*** Opening of RECORDS FOR THIS TASK ***

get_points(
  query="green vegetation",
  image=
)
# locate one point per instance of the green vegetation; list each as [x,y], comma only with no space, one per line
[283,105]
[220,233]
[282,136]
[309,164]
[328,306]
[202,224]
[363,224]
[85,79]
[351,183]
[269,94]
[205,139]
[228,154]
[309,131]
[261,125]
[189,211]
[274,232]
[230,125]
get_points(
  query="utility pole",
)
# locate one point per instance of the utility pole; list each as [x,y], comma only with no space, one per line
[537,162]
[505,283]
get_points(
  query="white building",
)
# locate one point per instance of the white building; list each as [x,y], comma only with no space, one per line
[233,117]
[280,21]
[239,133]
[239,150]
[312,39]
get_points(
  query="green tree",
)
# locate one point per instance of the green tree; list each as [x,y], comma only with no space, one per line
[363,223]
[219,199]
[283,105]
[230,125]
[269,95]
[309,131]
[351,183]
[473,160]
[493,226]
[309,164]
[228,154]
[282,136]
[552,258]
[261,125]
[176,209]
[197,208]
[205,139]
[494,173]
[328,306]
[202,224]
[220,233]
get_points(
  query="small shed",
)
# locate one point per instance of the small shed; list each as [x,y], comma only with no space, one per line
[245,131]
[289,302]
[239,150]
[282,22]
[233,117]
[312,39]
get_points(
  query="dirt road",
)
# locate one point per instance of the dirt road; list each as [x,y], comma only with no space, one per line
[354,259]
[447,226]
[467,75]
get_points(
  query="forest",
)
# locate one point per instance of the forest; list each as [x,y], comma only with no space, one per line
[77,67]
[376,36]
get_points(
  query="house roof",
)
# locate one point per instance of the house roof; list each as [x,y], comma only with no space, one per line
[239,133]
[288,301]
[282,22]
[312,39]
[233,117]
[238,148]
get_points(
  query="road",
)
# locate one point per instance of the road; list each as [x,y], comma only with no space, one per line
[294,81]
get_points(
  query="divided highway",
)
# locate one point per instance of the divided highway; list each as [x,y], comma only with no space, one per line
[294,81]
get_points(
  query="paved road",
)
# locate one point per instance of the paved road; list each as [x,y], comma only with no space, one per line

*** Close of RECORDS FOR THIS TASK ***

▸ **EXERCISE OBJECTIVE**: Whenever a line of the data holds the string "query", pick that line out.

▸ **TASK OUTPUT**:
  query="green vegetation",
  query="utility pole",
  query="white building",
  query="green tree",
  query="small shed",
  query="dirt road",
  query="forest",
  query="house roof",
  query="road",
  query="divided highway",
  query="paved road",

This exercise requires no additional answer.